◆ About this exercise: Line by line, check the data for the string "exact" and state how many lines have it, nothing more.

◆ Saved data entries:
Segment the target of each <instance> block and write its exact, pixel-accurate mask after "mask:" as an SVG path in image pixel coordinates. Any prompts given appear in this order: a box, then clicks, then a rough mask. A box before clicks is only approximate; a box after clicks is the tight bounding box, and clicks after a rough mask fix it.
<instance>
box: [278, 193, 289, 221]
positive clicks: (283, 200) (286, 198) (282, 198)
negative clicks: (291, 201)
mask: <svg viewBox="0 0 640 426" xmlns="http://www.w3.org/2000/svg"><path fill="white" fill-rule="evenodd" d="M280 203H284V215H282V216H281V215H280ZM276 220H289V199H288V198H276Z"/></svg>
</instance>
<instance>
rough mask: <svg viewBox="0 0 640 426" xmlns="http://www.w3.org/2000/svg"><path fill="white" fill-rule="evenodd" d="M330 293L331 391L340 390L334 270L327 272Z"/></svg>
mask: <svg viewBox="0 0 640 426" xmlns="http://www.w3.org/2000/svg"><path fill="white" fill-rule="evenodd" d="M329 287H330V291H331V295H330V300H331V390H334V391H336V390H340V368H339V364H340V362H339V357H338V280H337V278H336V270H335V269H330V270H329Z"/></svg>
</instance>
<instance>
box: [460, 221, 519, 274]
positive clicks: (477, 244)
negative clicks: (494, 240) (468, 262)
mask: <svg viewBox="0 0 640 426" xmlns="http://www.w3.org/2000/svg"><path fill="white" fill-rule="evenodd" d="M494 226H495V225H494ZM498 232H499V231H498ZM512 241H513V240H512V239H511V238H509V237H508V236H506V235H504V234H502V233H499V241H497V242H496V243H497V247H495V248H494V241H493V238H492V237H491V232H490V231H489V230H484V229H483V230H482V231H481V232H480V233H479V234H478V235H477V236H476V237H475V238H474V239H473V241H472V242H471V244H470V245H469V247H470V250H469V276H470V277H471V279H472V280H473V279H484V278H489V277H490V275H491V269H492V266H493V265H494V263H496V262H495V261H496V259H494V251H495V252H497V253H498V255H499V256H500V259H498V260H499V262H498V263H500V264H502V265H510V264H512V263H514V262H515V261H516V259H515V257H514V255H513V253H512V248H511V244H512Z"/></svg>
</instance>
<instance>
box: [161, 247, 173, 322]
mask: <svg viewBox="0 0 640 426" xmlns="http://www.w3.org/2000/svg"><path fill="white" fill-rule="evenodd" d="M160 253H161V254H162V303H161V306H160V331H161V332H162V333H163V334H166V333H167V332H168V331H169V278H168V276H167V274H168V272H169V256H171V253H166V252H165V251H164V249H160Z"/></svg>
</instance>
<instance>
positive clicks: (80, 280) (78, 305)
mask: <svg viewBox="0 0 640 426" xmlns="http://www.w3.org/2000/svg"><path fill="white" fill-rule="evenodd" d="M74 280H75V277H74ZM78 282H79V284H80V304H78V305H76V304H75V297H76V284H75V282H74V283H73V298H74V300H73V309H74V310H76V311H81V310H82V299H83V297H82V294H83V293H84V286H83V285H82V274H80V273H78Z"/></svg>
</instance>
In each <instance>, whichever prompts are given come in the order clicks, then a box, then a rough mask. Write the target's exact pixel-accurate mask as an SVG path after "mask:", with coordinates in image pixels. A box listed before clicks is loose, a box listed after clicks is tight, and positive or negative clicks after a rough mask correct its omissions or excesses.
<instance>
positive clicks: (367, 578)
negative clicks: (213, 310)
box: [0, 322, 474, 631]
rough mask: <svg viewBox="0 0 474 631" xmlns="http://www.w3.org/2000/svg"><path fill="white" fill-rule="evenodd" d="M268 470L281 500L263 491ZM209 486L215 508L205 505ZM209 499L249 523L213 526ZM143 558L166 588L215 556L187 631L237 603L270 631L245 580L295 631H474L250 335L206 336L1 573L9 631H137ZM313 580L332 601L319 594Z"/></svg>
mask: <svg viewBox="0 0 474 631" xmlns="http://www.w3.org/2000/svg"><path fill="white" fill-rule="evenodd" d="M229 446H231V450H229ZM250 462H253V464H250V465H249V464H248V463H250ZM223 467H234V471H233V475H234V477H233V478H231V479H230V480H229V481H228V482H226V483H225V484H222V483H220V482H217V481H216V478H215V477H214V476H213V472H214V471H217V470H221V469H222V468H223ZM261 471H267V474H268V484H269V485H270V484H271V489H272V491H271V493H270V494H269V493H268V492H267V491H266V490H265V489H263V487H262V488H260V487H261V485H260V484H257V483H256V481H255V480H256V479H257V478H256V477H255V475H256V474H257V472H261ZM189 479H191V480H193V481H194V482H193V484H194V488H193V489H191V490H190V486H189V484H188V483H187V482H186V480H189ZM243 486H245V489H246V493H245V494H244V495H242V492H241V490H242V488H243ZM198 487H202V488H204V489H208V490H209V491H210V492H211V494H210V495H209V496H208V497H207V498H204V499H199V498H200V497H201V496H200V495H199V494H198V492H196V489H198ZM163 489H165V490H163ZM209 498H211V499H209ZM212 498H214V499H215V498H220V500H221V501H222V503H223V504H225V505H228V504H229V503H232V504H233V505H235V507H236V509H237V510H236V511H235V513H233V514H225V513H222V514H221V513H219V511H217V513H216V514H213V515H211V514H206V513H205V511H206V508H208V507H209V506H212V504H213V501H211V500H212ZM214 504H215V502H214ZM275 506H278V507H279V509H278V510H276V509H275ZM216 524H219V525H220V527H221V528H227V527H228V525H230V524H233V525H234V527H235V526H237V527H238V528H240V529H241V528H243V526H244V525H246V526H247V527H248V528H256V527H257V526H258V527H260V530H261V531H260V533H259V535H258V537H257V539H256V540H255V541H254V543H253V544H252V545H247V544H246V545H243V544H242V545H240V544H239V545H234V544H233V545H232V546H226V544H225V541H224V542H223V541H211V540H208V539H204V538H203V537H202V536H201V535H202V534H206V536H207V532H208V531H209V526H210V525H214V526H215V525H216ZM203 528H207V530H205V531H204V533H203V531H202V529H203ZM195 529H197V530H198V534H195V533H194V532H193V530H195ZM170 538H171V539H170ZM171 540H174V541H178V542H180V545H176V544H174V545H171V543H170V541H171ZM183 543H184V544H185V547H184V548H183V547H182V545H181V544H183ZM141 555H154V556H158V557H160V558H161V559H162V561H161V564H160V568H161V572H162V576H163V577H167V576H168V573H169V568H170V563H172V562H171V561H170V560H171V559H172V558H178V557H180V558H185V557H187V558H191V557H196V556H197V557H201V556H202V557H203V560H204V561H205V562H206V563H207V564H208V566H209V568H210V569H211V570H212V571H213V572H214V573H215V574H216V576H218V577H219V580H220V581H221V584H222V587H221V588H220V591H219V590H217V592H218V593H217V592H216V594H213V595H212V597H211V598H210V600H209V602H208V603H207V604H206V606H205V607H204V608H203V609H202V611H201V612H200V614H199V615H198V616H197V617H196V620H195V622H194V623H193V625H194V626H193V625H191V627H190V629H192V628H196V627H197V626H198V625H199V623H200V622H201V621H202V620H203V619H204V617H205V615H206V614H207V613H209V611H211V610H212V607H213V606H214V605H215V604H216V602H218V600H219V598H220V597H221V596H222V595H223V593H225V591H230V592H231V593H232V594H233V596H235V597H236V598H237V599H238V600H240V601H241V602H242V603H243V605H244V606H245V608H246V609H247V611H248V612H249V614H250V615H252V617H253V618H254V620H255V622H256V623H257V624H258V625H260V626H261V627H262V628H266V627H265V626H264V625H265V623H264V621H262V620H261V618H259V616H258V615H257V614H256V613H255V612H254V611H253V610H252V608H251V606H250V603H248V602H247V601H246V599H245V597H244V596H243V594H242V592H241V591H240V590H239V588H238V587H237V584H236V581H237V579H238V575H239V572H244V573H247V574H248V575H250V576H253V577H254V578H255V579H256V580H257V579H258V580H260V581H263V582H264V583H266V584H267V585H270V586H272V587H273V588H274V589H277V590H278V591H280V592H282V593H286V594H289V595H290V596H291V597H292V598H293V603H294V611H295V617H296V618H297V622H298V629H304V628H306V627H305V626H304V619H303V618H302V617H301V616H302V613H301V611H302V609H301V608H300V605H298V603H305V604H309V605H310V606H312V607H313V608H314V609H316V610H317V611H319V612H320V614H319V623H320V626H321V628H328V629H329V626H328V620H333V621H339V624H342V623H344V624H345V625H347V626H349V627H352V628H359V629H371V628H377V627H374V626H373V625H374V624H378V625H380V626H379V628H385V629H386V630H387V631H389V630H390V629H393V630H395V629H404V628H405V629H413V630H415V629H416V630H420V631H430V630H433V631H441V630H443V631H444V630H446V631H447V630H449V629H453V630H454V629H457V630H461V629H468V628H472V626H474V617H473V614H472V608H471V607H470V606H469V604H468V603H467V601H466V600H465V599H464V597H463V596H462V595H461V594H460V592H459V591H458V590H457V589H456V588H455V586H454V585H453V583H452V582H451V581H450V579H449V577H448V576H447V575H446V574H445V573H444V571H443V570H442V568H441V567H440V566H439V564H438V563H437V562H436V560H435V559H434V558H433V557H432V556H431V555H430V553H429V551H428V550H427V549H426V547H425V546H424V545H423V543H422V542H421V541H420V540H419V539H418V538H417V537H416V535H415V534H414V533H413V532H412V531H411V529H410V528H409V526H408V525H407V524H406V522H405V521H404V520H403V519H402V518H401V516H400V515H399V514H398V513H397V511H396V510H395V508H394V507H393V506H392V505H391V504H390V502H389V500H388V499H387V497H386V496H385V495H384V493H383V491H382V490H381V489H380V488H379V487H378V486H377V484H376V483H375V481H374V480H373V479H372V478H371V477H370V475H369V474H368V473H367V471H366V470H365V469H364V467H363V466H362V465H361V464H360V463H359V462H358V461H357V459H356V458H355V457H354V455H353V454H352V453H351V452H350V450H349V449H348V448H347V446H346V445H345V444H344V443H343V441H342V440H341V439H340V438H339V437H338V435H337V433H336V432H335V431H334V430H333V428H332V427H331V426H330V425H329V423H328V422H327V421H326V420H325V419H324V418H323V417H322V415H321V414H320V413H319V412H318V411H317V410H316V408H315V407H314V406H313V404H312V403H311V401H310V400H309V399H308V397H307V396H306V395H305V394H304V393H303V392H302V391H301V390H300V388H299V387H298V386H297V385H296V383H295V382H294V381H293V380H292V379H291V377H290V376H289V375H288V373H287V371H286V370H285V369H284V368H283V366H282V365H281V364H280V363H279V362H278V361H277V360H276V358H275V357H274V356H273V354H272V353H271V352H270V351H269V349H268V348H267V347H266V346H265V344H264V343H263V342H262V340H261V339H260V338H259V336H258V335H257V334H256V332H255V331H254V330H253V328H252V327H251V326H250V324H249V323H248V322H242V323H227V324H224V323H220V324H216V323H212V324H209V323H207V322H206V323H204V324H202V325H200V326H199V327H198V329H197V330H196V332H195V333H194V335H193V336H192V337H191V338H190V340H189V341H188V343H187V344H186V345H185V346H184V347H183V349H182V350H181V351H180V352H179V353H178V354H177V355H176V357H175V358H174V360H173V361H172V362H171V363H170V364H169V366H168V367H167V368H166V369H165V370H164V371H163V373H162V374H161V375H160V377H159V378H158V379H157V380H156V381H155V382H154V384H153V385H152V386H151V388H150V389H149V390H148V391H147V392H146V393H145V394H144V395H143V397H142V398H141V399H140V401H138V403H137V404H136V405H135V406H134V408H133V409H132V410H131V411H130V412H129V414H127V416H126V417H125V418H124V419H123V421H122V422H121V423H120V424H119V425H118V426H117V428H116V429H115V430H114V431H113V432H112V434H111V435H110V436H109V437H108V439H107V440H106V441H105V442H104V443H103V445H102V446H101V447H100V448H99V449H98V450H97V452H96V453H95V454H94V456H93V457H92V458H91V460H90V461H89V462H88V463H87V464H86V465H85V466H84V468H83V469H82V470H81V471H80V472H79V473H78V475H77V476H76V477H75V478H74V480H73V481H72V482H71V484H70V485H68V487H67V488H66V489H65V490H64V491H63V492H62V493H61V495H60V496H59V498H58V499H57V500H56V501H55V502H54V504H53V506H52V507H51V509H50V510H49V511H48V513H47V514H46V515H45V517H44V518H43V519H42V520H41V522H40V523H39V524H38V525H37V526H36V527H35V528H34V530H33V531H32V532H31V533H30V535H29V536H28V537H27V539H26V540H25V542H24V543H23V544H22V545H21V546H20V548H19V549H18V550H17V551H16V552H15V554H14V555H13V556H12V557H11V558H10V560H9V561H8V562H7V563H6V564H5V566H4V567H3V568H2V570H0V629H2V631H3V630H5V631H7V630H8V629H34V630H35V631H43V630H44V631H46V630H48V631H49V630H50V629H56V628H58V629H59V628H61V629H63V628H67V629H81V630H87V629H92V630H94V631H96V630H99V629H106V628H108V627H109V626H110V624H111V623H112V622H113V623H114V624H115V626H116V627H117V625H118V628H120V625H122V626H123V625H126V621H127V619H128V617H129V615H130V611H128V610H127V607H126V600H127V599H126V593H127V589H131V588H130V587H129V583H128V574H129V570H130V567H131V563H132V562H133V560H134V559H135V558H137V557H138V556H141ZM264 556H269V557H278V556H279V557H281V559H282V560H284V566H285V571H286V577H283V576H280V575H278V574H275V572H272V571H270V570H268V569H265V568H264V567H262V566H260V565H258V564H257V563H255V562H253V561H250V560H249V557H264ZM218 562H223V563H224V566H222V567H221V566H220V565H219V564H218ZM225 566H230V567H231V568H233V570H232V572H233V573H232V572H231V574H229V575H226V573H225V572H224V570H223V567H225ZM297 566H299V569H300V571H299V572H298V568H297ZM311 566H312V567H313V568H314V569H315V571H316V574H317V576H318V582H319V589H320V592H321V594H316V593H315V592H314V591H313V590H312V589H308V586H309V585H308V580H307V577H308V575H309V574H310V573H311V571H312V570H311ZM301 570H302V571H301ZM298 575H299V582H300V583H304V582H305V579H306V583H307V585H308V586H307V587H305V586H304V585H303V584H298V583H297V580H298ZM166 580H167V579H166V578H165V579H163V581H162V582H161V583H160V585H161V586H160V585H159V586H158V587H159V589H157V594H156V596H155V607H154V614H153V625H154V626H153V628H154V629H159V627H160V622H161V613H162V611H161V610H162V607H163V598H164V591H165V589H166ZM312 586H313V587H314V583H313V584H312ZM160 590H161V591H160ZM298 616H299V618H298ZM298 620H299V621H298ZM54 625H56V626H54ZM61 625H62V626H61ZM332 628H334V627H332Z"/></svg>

◆ Output for this task: 2